[Passage provided]:

····················

5. Large water storage container. Normally used to pre-mix R/O water and salt to be used for water changes or top-offs (just fill enough water so the tank is full).
6. Lights - Anemones require high lighting (CF or Compact Fluorescents with actinic bulbs or halides), I believe about 5 watts per gallon. Since you have a 50 gallon tank, you will probably need to buy lights that produce 250 watts (50 gallon tank * 5 watts per gallon requirement = 250 watts lighting system)
7. Chiller? - With a 50 gallon tank and high wattage lights and equipment, there may be a problem with excessive heat, therefore, a chiller will be required. DIY chillers or small fans will typically work on smaller tanks, on a 50 gallon tank or higher, using DIY (Do It Yourself) chillers or fans, the temp decrease will probably be minimal, which is why chillers are needed.
8. Heater? - Depending how cold it gets at night, you may need to get a heater to keep the temps from fluctuating too low.
9. Hydrometer - Used to measure the amount of salinity when mixing salt
10. Thermometer

LR or Live Rock is a term used for rocks, typically found in salt water, that contain little bugs/critters that help filter out particulates in the water to aid in filtration.

LS or Live Sand is sand containing little bugs/critters that help filter out particulates in the water to aid in filtration.


----------



## franklinr_casedo (Sep 14, 2006)

thanks for the info. but can we make it one at a time? and can u use laymans term (no abreviations) coz i cant understands some words 

am going to have a fish with reef.


----------



## Lupin (Aug 2, 2006)

Frank, pls be on the lookout on the sticky thread "Saltwater Informations".
We'll be making new updates which will benefit you and other saltwater keepers.

····················

[Supplied entries]:

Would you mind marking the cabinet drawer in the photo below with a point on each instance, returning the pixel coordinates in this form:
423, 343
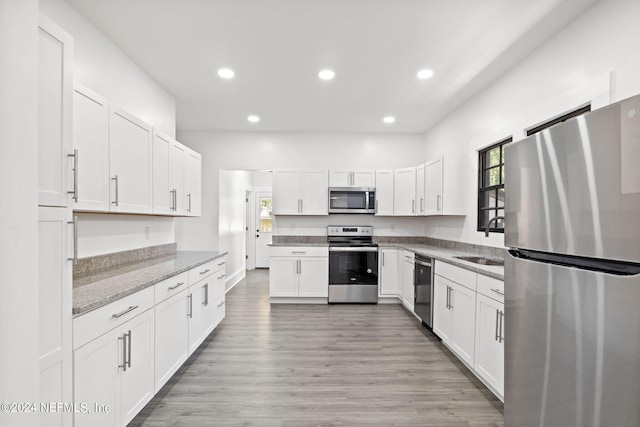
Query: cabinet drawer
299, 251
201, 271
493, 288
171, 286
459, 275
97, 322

····················

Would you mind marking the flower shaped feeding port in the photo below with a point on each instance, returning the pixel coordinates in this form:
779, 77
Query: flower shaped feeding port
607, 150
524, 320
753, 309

····················

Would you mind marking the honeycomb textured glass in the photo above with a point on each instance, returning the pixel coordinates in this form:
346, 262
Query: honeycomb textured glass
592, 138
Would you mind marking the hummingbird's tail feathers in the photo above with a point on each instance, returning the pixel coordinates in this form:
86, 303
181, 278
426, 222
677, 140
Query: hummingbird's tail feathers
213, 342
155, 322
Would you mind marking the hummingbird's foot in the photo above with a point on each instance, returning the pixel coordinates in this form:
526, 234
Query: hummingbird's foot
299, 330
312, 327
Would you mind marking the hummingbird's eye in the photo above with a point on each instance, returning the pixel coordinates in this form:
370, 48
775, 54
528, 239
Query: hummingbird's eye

····················

[What to do]:
1. Which numbered pieces of equipment does the saltwater aquarium thread list? Give all of them.
2. In the saltwater aquarium thread, how many watts of lighting will a 50 gallon tank probably need?
3. Write out the saltwater aquarium thread's wording from "5. Large water" to "chillers are needed.".

[Task responses]:
1. Large water storage container, lights, chiller, heater, hydrometer, thermometer

2. 250 watts

3.
5. Large water storage container. Normally used to pre-mix R/O water and salt to be used for water changes or top-offs (just fill enough water so the tank is full).
6. Lights - Anemones require high lighting (CF or Compact Fluorescents with actinic bulbs or halides), I believe about 5 watts per gallon. Since you have a 50 gallon tank, you will probably need to buy lights that produce 250 watts (50 gallon tank * 5 watts per gallon requirement = 250 watts lighting system)
7. Chiller? - With a 50 gallon tank and high wattage lights and equipment, there may be a problem with excessive heat, therefore, a chiller will be required. DIY chillers or small fans will typically work on smaller tanks, on a 50 gallon tank or higher, using DIY (Do It Yourself) chillers or fans, the temp decrease will probably be minimal, which is why chillers are needed.